BEGIN
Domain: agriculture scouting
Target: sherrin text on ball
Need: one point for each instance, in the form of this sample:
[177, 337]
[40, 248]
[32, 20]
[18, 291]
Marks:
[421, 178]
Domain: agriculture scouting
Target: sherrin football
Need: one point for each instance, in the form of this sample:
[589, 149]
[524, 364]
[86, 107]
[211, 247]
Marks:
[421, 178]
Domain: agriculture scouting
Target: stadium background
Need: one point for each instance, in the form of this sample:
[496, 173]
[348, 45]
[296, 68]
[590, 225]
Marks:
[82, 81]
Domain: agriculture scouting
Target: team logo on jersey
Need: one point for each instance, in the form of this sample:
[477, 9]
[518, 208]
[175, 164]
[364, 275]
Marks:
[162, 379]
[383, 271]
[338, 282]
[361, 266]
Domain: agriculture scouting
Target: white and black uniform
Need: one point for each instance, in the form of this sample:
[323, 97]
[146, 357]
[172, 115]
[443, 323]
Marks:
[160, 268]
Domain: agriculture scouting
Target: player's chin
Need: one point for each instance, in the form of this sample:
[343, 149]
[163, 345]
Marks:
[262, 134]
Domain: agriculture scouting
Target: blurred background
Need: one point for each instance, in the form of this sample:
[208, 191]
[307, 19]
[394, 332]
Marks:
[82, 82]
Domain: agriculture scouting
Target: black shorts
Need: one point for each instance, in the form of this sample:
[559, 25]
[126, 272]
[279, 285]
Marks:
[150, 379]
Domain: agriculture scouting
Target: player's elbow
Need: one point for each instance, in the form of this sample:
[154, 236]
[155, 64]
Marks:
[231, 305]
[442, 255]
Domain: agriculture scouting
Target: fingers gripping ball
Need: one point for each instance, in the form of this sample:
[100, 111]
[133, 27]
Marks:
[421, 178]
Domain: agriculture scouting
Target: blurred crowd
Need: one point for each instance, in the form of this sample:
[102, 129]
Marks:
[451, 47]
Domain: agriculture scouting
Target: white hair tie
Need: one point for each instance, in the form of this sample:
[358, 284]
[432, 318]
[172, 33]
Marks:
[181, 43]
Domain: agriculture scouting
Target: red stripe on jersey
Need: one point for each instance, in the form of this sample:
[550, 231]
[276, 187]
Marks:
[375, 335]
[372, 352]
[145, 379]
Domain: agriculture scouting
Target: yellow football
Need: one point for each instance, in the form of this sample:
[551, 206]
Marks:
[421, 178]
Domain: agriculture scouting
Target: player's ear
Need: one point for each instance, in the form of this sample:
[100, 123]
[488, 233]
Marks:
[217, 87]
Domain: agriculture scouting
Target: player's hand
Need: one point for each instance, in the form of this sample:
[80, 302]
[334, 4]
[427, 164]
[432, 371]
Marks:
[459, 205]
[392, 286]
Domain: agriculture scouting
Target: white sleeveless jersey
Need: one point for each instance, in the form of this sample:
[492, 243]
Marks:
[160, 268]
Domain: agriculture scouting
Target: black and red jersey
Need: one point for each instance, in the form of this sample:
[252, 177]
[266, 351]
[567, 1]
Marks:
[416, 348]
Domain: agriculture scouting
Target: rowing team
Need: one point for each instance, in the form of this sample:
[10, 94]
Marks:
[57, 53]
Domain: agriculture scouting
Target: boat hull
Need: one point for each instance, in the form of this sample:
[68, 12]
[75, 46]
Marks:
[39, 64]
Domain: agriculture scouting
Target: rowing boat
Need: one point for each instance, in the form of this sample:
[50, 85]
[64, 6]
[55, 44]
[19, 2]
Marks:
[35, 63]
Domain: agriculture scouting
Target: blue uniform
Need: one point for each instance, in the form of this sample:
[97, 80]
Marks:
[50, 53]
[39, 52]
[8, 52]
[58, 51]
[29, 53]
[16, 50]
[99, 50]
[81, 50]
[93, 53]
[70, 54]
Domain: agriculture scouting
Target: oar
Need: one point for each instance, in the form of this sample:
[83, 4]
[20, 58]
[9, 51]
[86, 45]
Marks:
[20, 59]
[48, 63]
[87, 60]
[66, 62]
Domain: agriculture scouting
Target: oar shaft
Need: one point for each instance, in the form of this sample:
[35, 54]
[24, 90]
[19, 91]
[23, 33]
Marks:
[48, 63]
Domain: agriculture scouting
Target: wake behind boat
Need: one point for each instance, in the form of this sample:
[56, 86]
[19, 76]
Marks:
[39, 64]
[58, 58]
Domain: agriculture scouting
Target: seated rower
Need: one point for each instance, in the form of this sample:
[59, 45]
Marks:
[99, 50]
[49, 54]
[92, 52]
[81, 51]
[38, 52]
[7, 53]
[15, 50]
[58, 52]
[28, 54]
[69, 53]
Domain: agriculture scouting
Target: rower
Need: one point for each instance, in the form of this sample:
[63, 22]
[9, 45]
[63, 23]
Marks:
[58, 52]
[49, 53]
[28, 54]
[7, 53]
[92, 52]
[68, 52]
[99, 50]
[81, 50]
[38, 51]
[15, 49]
END
BEGIN
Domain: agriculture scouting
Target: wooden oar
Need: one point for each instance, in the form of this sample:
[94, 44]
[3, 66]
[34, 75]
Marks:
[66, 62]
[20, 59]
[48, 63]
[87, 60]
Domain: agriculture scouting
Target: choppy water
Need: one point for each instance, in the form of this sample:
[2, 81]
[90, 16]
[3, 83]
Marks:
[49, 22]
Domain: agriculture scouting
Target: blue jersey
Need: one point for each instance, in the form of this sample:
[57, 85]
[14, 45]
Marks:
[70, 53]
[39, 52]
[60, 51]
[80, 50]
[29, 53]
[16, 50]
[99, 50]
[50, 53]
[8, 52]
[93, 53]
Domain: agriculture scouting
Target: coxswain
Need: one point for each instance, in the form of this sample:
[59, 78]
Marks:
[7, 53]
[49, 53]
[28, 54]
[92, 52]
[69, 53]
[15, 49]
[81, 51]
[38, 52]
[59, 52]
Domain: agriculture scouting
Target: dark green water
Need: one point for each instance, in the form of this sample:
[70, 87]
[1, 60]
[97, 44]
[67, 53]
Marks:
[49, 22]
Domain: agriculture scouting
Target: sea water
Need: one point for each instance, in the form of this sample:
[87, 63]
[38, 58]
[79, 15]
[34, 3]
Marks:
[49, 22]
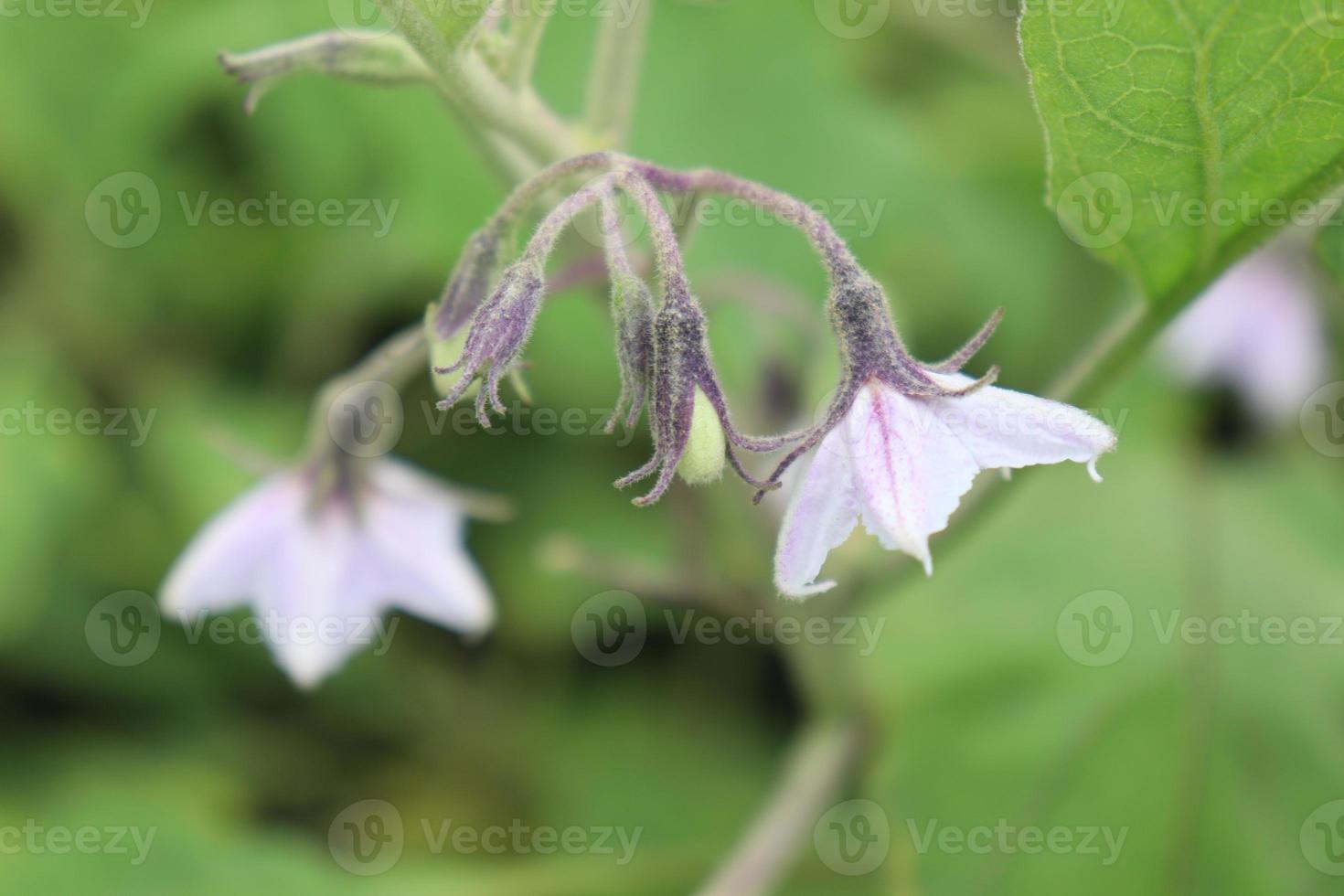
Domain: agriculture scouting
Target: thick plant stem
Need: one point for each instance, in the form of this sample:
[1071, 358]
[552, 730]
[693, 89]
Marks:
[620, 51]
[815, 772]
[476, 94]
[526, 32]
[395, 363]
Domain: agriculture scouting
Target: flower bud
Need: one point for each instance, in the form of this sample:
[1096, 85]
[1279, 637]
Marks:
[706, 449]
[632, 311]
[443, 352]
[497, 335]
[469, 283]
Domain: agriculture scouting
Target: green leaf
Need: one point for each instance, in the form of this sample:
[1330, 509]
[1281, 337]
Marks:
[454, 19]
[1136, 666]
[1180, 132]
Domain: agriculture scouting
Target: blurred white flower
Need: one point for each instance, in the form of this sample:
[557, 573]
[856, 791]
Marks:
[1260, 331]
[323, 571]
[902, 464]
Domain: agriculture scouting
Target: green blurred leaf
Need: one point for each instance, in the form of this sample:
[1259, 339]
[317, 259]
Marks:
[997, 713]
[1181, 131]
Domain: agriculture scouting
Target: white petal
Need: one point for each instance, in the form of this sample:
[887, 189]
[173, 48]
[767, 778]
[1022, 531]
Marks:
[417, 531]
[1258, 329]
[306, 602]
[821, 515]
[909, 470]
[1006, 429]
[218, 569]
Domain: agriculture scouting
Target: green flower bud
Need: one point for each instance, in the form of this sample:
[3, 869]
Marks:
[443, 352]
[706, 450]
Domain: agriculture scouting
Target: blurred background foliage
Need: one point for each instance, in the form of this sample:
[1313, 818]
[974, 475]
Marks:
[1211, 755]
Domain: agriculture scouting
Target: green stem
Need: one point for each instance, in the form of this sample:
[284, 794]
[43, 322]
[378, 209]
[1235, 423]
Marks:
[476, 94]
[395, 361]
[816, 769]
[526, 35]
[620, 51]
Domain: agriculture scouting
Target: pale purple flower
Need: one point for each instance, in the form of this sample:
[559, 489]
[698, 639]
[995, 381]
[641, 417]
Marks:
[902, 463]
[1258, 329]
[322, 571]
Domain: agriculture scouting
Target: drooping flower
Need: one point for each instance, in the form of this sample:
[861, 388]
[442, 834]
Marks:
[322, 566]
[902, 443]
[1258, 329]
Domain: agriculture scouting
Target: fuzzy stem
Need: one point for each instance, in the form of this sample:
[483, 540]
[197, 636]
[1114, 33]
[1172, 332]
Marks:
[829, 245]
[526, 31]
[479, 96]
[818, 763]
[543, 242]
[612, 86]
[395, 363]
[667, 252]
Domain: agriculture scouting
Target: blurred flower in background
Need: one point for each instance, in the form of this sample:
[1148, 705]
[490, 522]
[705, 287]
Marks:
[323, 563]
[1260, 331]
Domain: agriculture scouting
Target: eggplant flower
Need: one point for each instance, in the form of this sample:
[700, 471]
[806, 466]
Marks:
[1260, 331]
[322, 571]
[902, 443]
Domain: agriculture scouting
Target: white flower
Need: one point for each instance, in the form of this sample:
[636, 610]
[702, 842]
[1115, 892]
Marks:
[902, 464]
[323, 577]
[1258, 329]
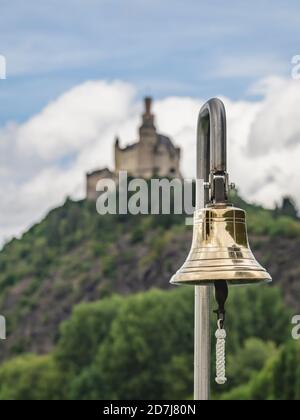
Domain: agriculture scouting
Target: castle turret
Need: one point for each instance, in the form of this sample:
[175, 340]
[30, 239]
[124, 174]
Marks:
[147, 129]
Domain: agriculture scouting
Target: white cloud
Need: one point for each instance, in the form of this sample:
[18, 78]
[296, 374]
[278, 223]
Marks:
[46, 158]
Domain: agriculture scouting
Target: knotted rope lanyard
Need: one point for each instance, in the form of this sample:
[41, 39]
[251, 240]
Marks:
END
BEGIN
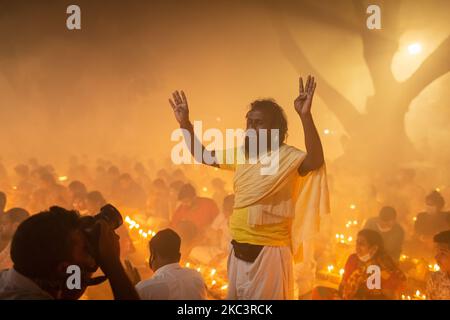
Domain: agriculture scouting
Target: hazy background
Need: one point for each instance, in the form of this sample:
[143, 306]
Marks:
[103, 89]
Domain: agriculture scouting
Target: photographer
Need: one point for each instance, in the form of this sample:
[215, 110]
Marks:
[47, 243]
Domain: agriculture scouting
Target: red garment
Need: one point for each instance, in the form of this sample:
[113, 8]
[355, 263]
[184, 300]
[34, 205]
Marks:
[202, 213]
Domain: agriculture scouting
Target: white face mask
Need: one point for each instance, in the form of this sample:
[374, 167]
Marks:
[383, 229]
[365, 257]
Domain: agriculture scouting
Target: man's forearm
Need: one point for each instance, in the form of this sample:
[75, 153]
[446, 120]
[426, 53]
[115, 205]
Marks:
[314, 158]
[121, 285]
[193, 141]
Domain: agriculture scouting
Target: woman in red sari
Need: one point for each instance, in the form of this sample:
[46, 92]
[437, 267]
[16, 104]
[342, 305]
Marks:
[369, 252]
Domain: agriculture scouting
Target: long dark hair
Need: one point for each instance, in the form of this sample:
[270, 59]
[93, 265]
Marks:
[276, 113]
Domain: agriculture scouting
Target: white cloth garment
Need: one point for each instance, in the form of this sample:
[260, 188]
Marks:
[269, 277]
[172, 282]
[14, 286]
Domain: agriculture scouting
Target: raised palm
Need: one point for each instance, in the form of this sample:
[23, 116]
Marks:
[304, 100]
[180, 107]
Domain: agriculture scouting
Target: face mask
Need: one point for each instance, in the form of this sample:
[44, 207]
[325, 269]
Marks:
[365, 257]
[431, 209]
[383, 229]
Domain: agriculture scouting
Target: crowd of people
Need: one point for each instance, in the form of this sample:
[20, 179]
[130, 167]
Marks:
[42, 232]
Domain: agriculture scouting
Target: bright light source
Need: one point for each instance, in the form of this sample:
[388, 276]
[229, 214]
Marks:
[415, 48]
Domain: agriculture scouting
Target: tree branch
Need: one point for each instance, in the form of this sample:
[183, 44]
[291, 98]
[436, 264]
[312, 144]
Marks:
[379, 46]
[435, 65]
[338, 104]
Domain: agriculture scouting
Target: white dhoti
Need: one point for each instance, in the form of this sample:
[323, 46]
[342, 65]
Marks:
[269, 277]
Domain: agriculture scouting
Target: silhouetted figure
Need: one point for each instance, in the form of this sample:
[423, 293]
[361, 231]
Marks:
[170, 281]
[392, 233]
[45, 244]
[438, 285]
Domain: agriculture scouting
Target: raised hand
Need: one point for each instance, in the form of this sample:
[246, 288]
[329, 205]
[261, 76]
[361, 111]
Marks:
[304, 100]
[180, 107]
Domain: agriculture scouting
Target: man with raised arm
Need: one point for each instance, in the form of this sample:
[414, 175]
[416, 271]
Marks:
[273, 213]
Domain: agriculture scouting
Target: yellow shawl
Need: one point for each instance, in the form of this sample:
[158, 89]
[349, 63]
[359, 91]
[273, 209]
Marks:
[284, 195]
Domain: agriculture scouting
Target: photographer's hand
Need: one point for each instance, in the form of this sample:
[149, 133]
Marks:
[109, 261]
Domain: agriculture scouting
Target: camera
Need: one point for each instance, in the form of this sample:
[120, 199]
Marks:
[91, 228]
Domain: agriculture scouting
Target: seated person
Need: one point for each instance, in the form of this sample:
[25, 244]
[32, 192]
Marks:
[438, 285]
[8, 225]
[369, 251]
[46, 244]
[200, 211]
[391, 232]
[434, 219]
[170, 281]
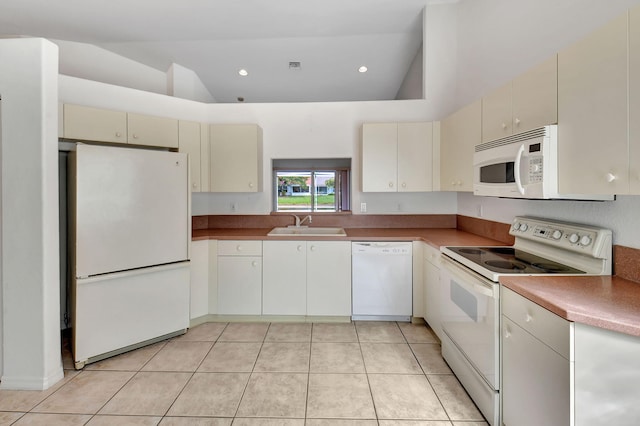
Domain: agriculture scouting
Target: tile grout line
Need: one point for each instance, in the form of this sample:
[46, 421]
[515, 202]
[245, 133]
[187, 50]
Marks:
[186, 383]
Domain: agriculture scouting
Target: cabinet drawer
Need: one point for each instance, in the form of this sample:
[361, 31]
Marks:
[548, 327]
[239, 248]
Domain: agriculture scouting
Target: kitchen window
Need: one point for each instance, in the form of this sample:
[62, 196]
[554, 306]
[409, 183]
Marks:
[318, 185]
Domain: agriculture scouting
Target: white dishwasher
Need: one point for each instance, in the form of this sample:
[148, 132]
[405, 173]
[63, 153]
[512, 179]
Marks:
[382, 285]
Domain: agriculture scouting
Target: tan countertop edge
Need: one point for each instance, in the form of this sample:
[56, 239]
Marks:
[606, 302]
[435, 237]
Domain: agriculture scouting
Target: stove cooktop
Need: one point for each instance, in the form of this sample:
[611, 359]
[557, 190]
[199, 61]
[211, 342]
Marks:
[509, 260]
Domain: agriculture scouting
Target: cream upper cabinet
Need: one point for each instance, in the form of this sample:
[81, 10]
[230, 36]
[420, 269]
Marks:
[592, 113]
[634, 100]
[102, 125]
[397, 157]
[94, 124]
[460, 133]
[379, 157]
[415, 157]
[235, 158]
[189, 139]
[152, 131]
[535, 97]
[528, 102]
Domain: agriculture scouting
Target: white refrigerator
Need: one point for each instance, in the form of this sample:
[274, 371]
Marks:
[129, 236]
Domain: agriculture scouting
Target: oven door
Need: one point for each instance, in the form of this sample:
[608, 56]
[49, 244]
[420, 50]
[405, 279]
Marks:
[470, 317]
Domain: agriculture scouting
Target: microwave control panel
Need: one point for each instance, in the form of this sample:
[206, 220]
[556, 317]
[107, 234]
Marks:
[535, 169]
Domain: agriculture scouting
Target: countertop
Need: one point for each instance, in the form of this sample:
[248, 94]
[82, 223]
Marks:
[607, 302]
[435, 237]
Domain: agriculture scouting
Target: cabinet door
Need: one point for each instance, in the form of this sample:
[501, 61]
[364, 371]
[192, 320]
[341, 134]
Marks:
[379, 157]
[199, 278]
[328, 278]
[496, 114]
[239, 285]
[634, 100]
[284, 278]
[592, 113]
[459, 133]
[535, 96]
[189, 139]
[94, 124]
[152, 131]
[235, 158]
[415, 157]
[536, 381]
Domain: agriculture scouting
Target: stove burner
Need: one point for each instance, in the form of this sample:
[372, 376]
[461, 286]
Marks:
END
BRIEF -
When the word "hair" appears in a line of the listing, copy that line.

RESULT -
Target: white hair tie
Target: long dark hair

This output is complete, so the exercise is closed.